• Instructions for the task:
Report every line in the data below that contains the word "post", copying each such line in full.

• Data for the task:
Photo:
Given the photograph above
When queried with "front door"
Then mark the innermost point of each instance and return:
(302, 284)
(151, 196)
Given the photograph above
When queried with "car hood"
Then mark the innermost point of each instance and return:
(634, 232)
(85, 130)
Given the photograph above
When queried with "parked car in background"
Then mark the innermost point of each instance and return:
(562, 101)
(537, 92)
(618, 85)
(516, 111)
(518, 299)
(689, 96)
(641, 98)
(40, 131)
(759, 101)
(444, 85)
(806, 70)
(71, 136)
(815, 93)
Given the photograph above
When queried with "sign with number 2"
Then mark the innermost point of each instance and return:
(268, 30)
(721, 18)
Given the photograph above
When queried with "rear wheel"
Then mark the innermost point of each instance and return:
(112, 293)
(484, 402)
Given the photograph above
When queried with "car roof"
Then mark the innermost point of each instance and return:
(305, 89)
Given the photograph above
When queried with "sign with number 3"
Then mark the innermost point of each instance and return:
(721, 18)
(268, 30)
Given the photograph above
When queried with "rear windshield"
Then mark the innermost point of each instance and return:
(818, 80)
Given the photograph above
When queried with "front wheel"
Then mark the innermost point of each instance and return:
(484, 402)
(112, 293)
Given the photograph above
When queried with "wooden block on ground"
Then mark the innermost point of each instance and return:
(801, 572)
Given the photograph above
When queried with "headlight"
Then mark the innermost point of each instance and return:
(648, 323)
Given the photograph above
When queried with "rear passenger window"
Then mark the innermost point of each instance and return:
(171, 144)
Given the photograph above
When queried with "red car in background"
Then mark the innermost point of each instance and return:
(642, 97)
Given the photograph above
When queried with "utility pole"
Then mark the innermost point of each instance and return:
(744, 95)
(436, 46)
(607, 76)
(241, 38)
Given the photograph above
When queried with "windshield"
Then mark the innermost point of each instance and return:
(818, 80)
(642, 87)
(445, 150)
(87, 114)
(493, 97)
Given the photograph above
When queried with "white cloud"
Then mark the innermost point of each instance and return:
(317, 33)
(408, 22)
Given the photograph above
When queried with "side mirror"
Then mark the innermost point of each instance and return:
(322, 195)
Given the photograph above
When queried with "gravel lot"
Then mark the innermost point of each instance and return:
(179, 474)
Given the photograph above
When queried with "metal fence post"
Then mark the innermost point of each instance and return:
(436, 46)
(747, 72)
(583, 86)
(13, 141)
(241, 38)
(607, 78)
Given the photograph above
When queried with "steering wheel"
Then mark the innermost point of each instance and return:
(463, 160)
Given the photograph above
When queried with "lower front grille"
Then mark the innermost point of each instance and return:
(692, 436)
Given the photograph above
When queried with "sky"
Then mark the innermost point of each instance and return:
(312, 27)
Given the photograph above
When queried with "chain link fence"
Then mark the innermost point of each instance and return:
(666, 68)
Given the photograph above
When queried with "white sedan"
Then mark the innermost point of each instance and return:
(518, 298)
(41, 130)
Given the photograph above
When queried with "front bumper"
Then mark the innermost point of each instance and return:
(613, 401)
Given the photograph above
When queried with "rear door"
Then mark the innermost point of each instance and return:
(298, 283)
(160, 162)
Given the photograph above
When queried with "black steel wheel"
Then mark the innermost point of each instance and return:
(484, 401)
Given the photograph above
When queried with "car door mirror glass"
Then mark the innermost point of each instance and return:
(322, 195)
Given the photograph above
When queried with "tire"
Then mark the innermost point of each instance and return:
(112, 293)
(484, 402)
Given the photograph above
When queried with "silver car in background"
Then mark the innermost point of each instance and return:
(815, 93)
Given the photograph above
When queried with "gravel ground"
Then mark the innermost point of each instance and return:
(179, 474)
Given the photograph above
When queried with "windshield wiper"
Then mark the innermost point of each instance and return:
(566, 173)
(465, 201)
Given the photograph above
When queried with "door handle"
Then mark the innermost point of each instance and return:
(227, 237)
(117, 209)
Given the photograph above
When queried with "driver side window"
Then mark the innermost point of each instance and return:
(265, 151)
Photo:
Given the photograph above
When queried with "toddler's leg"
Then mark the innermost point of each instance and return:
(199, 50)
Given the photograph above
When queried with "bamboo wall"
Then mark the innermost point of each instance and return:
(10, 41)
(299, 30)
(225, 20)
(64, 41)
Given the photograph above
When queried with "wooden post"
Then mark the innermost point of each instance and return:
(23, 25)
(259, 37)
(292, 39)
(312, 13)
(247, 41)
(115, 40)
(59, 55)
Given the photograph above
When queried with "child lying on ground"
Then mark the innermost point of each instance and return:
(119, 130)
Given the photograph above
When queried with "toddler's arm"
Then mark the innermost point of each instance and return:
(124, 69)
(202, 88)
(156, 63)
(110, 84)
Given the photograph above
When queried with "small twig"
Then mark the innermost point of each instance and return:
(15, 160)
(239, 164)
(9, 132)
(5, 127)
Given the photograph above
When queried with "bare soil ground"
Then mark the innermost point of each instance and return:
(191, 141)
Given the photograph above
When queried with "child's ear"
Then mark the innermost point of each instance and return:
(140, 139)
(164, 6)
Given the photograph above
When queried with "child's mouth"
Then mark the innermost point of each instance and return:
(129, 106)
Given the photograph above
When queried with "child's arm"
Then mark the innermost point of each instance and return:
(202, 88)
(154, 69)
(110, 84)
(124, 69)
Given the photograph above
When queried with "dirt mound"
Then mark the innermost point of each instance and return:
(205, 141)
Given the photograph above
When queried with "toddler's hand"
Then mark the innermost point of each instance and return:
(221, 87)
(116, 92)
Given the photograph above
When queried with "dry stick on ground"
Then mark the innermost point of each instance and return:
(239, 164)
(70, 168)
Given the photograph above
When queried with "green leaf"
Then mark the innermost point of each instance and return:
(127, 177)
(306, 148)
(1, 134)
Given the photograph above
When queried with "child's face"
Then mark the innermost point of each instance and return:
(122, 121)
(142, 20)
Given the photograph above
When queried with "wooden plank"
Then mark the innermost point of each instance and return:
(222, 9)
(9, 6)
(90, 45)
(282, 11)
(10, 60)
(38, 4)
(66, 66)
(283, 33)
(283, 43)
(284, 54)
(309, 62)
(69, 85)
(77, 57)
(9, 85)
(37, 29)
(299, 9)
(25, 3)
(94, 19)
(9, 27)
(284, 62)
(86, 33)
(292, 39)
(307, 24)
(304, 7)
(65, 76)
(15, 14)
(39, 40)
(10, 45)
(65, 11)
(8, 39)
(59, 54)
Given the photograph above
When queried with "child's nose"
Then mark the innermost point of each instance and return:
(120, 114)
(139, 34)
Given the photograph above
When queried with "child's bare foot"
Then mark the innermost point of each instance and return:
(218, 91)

• Task response:
When queried with "metal fence post"
When queried with "wooden post"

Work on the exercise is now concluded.